▶ [Written exercise]: Write out the whole listing word for word.

-- start Given records --

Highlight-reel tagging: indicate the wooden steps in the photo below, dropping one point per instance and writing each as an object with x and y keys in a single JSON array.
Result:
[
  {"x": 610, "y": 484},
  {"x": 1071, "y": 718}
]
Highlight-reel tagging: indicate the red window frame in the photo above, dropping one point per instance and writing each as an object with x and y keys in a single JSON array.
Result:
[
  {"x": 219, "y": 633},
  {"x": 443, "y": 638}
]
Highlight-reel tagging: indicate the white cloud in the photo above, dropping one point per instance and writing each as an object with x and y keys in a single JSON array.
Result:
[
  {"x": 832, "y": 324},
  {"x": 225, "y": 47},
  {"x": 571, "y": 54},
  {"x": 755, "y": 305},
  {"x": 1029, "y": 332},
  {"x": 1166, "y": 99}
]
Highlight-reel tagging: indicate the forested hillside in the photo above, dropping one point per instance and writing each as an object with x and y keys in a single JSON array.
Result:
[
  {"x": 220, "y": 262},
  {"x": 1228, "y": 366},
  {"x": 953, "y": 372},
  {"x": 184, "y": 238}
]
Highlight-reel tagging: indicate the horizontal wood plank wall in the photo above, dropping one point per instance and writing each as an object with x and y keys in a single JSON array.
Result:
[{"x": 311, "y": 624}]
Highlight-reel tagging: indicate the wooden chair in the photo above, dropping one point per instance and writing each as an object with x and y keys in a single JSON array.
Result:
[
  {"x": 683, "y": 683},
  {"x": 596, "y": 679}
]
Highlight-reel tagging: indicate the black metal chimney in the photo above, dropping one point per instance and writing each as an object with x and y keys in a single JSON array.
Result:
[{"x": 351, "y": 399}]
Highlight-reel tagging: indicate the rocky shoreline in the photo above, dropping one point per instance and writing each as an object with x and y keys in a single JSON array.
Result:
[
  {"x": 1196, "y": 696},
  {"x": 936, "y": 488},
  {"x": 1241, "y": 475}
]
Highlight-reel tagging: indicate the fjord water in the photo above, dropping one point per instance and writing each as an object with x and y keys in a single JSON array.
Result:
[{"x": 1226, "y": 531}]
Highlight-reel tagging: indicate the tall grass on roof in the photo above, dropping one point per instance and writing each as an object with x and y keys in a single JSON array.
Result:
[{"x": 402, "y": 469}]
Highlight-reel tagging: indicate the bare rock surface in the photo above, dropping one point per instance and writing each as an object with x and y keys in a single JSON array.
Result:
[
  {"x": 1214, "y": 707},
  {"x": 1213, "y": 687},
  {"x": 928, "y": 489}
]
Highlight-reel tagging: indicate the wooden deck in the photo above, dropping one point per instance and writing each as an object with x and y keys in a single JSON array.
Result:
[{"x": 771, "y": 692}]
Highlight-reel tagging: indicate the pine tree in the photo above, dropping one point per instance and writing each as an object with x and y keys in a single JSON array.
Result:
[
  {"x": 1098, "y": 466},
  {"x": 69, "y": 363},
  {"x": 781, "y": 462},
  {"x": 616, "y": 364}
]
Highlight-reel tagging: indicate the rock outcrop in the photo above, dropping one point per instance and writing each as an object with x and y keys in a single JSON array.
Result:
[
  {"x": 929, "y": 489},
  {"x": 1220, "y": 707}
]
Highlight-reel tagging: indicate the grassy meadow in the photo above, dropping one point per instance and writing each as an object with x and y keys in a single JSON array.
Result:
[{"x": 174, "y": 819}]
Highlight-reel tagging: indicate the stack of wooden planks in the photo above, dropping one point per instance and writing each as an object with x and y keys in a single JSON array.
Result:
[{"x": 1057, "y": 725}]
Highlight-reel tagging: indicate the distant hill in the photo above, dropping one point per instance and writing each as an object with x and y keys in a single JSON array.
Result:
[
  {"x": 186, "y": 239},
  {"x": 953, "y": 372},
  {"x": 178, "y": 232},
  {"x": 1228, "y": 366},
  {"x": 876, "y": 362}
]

-- end Given records --

▶ [Worked solution]:
Highlight-reel tagging: indicate the wooden steps in the photo below, dropping one point per instance and writing each as an object with x and y keys in a single JSON array.
Result:
[
  {"x": 610, "y": 484},
  {"x": 1071, "y": 718}
]
Highlight-reel tagging: indicate the red window frame in the photo above, dropping one point per instance and writing each as an object with x and y keys in a single JSON array.
Result:
[
  {"x": 219, "y": 633},
  {"x": 443, "y": 638}
]
Highlight-reel tagging: indicate the white cloud in the photo above, dropping one point per instance and writing each as an object with x and y keys in a single JSON array.
Result:
[
  {"x": 832, "y": 324},
  {"x": 225, "y": 47},
  {"x": 571, "y": 54},
  {"x": 755, "y": 305},
  {"x": 1029, "y": 332},
  {"x": 1166, "y": 99}
]
Highlight-reel tagging: indicate the forested hillside in the photo above, dropping one point per instance and writing each as an object with x and y keys in a single JSON array.
Result:
[
  {"x": 220, "y": 262},
  {"x": 1228, "y": 366},
  {"x": 953, "y": 372},
  {"x": 184, "y": 238}
]
Highlight-reel tagging: indicate the horizontal wood plank wall in the photo above, dropping one point per instance and writing each as an object with x and y keys in a single JSON array.
Result:
[{"x": 311, "y": 624}]
Highlight-reel tagging: indicate the wooden chair in the photo above, dropping one point per instance and writing each as an object with x and y keys in a single JSON array.
Result:
[
  {"x": 683, "y": 683},
  {"x": 596, "y": 679}
]
Highlight-reel tagging: indicate the black metal chimney in the photo above, dropping one point per instance and writing each as an object with x and y keys in a single JSON array.
Result:
[{"x": 351, "y": 399}]
Highlight-reel tagging: indicate the rocky shoreline in the photo above, dropping one point per instance and writing each as an object with x and y keys in a single JSON array.
Result:
[
  {"x": 1196, "y": 696},
  {"x": 936, "y": 488},
  {"x": 1241, "y": 475}
]
Highlight-reel tagging: indicate the fjord water in the photo above, dropping one point per instance and writing each as an object with x and y keys in a single JSON array.
Result:
[{"x": 1226, "y": 531}]
Highlight-reel tagging: indicate the tall grass on roof in the photo above, dropping one point per instance and writing each as an object with x and y keys in a single JSON array.
Result:
[{"x": 402, "y": 469}]
Highlight-reel tagging: indicate the bare rock surface in the photo above, dropping one point per instance and writing each as an object with x and y keys in a single JSON array.
Result:
[
  {"x": 1214, "y": 707},
  {"x": 1213, "y": 687},
  {"x": 928, "y": 489}
]
Highlight-reel tagging: indicate the wooden deck in the photo above, dropping one point per instance and writing each as an object with x and y keys in a single JSON array.
Result:
[{"x": 771, "y": 692}]
Highlight-reel tagging: indicate the pine tree in the photo above, dropping one point per instance and writing each as an object with x and y keys in a single JSON array.
Result:
[
  {"x": 1098, "y": 466},
  {"x": 69, "y": 363},
  {"x": 781, "y": 462},
  {"x": 616, "y": 364}
]
Highlight-reel tagging: indicate the rock outcrop in the photo above, dropping one point per instance and writing each as an object with x and y keys in a single JSON array.
Result:
[
  {"x": 929, "y": 489},
  {"x": 1220, "y": 707}
]
Highlight-reel tagging: indicate the grassy meadow in the photo above, dropping one point per instance and writing each as an object with x and y keys in a single JSON array.
Result:
[{"x": 174, "y": 819}]
Highlight-reel tagging: indicate the stack of wooden planks in the photo above, dropping one point per instance and writing each as an object with x and y keys in a single JSON array.
Result:
[{"x": 1057, "y": 725}]
Highlight-reel tagging: indicate the distant hill in the photo above, dropping one point per instance and writing each as an object with x and y keys in a single JSON array.
Result:
[
  {"x": 186, "y": 239},
  {"x": 953, "y": 372},
  {"x": 178, "y": 232},
  {"x": 1228, "y": 366},
  {"x": 876, "y": 362}
]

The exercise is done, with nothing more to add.